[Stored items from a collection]

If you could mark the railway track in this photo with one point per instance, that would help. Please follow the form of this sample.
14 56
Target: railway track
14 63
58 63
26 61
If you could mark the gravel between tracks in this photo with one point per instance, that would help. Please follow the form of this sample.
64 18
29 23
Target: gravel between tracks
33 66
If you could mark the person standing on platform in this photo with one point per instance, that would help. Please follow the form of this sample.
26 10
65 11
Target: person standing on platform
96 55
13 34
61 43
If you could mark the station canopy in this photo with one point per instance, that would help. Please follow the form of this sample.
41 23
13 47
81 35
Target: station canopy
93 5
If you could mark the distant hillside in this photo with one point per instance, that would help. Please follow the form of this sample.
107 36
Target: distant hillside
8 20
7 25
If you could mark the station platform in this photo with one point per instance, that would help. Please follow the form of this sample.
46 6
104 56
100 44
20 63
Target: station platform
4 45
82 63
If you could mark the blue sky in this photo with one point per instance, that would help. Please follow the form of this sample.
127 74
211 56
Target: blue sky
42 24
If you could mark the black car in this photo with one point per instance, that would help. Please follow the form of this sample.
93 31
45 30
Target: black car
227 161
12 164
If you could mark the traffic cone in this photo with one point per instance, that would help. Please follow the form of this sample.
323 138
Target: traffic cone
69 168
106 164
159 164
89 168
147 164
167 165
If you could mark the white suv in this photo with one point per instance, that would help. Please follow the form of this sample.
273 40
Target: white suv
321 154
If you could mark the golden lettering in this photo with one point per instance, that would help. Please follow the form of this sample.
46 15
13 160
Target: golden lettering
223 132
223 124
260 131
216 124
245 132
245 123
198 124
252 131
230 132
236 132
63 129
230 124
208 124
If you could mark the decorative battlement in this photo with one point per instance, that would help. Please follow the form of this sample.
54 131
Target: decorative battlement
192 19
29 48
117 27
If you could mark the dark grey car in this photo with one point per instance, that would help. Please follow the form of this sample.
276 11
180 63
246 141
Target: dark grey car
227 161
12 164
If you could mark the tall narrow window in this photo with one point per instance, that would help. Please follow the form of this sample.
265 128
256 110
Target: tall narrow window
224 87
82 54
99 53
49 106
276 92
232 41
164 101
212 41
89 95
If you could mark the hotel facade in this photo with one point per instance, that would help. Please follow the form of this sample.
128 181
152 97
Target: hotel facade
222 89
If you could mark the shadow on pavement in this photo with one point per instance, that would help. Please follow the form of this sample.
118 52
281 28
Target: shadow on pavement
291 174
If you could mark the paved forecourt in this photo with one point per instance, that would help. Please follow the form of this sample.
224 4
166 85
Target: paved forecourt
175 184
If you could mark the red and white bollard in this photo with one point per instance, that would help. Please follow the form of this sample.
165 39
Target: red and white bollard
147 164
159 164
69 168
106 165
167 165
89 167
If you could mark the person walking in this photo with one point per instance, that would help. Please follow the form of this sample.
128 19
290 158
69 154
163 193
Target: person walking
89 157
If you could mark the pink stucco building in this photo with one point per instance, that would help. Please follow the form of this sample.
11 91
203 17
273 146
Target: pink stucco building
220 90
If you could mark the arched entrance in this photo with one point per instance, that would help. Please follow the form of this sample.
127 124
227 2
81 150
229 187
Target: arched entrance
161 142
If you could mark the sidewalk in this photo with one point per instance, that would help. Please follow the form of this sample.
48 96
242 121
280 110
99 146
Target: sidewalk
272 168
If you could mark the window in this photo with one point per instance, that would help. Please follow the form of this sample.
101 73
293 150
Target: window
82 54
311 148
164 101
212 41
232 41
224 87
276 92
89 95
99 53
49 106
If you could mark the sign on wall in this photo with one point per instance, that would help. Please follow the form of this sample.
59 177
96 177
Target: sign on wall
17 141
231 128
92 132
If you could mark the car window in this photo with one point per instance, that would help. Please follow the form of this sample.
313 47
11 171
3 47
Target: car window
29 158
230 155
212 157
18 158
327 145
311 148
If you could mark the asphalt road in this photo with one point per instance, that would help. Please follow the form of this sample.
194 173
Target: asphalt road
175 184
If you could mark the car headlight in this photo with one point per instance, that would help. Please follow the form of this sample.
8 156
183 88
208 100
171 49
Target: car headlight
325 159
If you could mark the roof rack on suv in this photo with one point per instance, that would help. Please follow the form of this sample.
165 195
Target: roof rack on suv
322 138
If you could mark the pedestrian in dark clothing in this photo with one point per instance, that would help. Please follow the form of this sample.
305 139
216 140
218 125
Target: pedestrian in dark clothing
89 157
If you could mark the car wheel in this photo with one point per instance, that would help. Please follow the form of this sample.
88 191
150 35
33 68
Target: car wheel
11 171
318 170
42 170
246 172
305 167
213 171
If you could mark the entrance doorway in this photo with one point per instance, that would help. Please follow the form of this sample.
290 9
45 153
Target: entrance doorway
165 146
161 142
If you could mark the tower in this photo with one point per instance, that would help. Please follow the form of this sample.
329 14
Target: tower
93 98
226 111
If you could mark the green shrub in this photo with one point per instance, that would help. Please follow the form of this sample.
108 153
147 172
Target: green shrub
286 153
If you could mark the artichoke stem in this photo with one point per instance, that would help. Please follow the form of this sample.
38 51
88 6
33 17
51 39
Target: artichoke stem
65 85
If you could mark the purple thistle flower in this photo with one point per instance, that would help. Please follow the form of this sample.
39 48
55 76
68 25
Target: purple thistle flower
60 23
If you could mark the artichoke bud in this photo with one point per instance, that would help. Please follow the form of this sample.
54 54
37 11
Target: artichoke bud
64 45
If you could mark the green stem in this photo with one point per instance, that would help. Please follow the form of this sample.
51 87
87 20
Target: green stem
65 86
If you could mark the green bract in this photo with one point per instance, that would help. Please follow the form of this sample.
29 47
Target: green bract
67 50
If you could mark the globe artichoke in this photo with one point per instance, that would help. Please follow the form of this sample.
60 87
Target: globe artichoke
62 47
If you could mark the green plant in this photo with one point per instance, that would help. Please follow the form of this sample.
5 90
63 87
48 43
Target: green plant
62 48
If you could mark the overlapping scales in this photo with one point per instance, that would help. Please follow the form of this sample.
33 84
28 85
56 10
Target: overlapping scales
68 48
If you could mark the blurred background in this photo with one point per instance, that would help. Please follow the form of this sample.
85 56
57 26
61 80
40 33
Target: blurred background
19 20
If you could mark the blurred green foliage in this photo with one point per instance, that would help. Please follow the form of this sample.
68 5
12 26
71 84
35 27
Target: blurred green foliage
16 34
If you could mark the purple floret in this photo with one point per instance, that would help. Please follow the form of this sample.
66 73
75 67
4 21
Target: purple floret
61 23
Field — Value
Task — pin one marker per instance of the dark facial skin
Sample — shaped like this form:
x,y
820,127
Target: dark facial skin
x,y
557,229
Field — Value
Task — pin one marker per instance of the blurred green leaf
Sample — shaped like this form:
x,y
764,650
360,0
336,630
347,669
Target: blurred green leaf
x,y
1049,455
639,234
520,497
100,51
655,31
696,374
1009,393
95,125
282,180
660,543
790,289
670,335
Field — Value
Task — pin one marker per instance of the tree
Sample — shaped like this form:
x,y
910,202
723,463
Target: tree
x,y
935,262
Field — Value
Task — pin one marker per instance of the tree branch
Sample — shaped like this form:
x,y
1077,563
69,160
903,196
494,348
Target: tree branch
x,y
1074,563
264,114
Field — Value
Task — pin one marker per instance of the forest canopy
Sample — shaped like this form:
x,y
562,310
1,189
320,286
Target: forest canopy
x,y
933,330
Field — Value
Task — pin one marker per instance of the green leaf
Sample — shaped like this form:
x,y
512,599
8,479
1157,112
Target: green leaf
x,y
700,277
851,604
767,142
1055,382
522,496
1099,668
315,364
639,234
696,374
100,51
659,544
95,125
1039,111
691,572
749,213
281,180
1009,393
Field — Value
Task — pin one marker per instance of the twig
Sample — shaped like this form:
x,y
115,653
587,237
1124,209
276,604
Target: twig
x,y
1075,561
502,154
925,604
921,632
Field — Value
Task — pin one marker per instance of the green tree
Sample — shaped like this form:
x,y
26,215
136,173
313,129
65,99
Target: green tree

-- Problem description --
Scan the entries above and work out how many lines include the word "Task"; the reply is that number alone.

-- Solution to this exercise --
8